Given request:
Repeat word for word everything from the line containing "In the photo above, where can the forearm" down to the last line of the entries.

Start of Rows

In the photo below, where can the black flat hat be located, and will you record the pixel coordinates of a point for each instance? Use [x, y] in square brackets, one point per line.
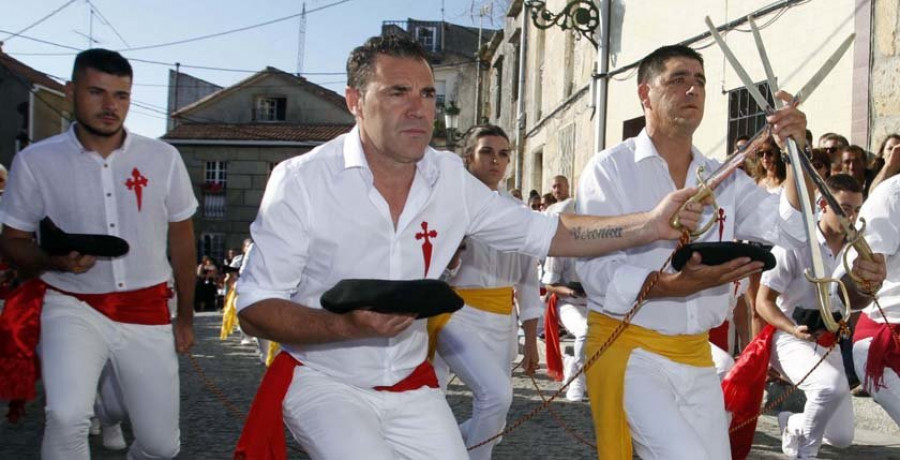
[57, 242]
[425, 298]
[719, 253]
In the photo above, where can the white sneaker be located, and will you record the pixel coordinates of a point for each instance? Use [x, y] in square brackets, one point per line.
[113, 438]
[95, 426]
[575, 391]
[790, 442]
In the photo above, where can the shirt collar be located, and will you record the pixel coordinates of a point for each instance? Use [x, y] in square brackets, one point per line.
[81, 149]
[644, 149]
[355, 157]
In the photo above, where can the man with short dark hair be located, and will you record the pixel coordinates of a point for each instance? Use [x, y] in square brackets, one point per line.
[833, 143]
[100, 178]
[784, 290]
[853, 162]
[378, 202]
[656, 385]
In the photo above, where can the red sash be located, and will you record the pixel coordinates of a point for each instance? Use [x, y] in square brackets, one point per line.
[718, 336]
[20, 330]
[743, 389]
[551, 339]
[263, 435]
[883, 352]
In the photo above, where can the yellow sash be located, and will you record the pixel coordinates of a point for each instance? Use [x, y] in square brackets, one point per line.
[229, 314]
[606, 378]
[492, 300]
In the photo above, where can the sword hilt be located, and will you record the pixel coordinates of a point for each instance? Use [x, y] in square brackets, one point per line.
[700, 197]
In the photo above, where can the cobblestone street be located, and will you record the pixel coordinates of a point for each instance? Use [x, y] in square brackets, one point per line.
[210, 423]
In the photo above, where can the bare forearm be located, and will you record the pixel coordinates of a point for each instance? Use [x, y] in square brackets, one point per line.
[25, 254]
[589, 236]
[773, 315]
[858, 298]
[291, 323]
[183, 255]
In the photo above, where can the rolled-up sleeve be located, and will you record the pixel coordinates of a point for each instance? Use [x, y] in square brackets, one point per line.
[609, 280]
[504, 225]
[274, 267]
[528, 291]
[779, 277]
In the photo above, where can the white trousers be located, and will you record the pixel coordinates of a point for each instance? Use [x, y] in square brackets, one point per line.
[479, 347]
[76, 343]
[828, 413]
[574, 319]
[109, 406]
[721, 360]
[674, 411]
[889, 396]
[334, 420]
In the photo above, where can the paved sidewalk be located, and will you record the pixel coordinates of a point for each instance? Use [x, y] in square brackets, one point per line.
[210, 430]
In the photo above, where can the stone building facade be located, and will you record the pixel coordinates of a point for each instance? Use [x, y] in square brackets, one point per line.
[231, 140]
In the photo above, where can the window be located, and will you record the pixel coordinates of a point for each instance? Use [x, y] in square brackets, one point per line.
[427, 37]
[215, 181]
[213, 245]
[270, 109]
[745, 117]
[440, 90]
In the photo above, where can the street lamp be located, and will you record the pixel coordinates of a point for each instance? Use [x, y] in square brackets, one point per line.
[451, 123]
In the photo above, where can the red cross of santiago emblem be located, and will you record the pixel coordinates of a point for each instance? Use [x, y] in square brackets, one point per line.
[721, 220]
[427, 247]
[136, 182]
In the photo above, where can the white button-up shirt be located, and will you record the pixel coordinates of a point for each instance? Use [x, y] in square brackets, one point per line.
[787, 277]
[322, 220]
[882, 214]
[133, 193]
[481, 266]
[633, 177]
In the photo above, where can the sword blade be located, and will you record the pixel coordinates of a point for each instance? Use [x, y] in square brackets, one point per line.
[738, 68]
[764, 56]
[832, 61]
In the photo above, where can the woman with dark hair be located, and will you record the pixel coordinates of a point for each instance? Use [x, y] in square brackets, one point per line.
[821, 160]
[771, 170]
[887, 163]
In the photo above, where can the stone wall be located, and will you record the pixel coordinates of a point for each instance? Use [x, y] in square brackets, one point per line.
[885, 85]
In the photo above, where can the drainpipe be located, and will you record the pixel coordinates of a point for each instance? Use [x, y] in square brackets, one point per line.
[601, 79]
[520, 107]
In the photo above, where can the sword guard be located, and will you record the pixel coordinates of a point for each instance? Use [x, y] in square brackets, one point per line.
[823, 299]
[699, 197]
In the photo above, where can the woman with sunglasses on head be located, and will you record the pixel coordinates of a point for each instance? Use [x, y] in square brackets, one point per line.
[887, 163]
[771, 171]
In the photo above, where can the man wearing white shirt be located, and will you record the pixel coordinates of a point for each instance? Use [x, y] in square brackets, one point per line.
[657, 384]
[99, 178]
[828, 413]
[479, 342]
[379, 203]
[876, 352]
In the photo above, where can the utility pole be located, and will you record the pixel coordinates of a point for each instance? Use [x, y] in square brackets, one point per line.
[301, 42]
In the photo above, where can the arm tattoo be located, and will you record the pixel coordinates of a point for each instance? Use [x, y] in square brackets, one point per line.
[580, 233]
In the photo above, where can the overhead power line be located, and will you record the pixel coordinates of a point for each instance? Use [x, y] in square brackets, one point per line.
[48, 16]
[240, 29]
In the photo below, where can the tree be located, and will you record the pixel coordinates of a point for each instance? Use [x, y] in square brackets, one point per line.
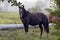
[14, 2]
[56, 13]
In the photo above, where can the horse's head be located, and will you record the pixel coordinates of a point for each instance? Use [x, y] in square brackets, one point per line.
[21, 10]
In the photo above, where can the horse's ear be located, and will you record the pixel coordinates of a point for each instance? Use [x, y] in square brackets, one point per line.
[23, 6]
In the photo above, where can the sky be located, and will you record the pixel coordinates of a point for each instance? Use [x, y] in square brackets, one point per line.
[27, 3]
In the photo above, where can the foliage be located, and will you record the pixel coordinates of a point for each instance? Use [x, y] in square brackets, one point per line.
[9, 18]
[18, 34]
[14, 2]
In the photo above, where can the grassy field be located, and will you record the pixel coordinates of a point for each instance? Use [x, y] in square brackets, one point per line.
[18, 34]
[9, 18]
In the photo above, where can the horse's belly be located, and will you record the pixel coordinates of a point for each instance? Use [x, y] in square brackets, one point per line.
[33, 23]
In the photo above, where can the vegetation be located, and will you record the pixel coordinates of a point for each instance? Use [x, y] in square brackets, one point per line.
[18, 34]
[9, 18]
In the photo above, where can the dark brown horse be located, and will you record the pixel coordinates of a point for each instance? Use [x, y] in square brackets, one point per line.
[33, 19]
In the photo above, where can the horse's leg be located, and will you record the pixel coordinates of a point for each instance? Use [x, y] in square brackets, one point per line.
[46, 26]
[40, 25]
[26, 29]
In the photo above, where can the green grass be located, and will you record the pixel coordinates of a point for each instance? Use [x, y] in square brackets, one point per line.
[9, 18]
[18, 34]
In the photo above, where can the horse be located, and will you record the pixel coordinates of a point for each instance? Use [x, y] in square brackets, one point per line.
[33, 19]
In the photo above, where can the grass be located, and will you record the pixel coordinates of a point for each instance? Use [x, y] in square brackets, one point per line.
[18, 34]
[9, 18]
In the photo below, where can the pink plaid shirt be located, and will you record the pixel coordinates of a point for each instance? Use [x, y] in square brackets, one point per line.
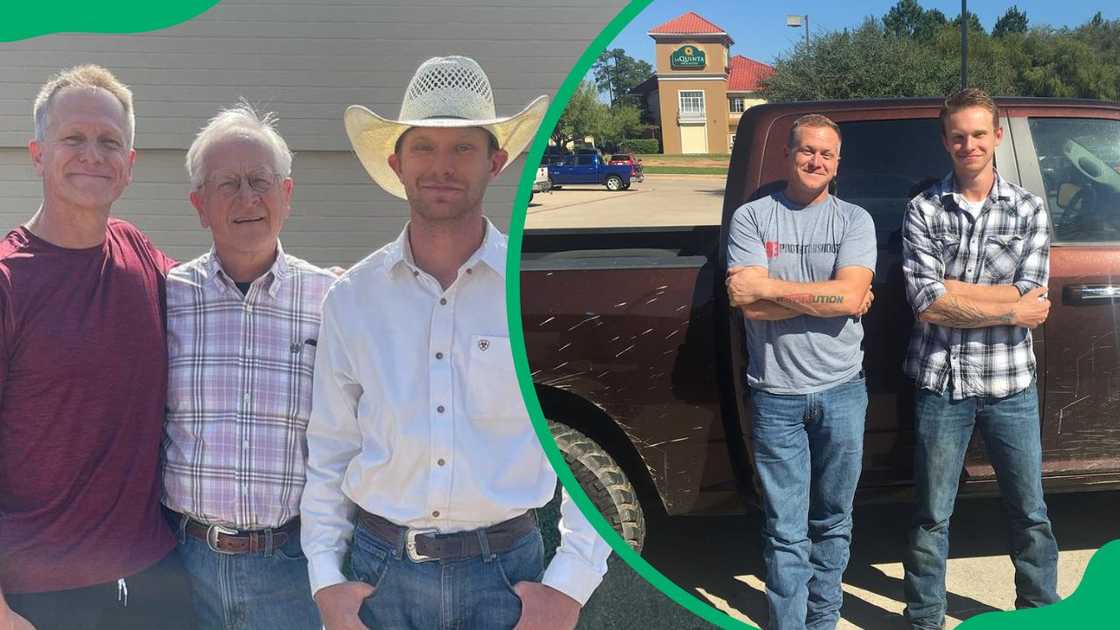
[240, 390]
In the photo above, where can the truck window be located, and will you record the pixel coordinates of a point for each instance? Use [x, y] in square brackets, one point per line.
[1080, 163]
[883, 164]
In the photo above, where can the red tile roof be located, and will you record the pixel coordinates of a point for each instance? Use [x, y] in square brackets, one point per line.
[689, 24]
[746, 75]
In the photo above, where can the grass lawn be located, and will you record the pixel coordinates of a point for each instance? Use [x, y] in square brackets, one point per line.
[703, 164]
[684, 169]
[690, 157]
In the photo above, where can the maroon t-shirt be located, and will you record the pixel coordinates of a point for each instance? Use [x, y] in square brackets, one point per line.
[83, 385]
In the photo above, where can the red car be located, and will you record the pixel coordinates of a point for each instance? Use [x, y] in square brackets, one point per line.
[635, 165]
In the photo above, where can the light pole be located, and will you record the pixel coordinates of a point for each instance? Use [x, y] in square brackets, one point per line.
[964, 44]
[795, 21]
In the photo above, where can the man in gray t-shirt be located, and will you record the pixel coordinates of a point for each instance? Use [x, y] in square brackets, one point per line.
[801, 263]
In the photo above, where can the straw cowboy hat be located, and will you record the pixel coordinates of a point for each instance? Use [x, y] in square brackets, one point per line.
[444, 92]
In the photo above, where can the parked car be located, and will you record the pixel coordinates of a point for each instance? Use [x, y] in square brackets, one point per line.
[630, 159]
[589, 168]
[542, 184]
[638, 360]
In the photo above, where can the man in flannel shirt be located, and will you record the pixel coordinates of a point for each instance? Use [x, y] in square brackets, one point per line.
[976, 260]
[242, 330]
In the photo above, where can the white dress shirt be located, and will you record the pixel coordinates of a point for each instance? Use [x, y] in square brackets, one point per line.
[417, 415]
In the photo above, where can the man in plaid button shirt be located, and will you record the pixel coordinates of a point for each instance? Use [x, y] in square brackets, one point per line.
[976, 259]
[242, 329]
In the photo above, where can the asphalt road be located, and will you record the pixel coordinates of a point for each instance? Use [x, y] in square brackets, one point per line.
[719, 559]
[660, 201]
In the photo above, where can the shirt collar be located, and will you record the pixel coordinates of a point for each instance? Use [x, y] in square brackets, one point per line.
[212, 269]
[1000, 188]
[491, 252]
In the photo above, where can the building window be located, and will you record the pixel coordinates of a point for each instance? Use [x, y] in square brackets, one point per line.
[691, 103]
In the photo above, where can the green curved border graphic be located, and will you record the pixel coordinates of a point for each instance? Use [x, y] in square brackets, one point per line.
[1088, 607]
[1083, 609]
[518, 340]
[24, 19]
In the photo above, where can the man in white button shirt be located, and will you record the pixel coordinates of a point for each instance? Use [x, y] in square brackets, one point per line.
[421, 459]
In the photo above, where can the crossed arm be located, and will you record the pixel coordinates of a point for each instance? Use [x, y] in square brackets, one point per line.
[957, 304]
[761, 297]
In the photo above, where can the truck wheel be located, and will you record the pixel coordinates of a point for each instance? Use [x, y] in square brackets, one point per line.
[604, 481]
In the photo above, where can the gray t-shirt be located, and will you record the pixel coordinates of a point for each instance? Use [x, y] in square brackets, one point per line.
[802, 244]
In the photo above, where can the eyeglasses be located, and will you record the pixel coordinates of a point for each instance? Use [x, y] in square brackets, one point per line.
[229, 185]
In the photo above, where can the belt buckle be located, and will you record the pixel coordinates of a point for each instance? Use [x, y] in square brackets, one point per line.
[410, 545]
[212, 533]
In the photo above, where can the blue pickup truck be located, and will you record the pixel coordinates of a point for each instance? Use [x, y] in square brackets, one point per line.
[589, 168]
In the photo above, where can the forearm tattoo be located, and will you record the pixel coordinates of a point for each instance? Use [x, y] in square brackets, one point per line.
[809, 298]
[952, 312]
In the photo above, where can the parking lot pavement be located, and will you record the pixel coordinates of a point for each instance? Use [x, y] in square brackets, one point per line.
[660, 201]
[719, 558]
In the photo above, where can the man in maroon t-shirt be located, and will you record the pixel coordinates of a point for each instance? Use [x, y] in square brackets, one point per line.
[83, 382]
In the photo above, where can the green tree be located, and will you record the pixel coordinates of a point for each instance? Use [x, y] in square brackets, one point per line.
[616, 73]
[974, 25]
[582, 116]
[864, 63]
[908, 19]
[618, 123]
[873, 61]
[1013, 20]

End of Rows

Final result:
In the photo above, where can the forearm tattoo be located, and will you record the pixel coordinates of a point for each instance? Use [x, y] in square brackets, one point per line.
[809, 298]
[952, 312]
In the photo above, where can the parking lot pavement be located, and will you record the pixel coordinates of a point for each instance? Use [x, y] in square brackets, one point per line.
[660, 201]
[719, 558]
In the photo above, where can the man in maroon t-shirt be located, and will you record the pixel coordinates of a point for each instance? Use [x, y] in square brackets, one point per line.
[83, 382]
In the photo above, where can the green tree be located, and will you record the pixel coordinates of a point for each instance? Use [x, y] in square brackets, one point per line.
[616, 73]
[974, 25]
[582, 116]
[864, 63]
[908, 19]
[618, 123]
[873, 61]
[1013, 20]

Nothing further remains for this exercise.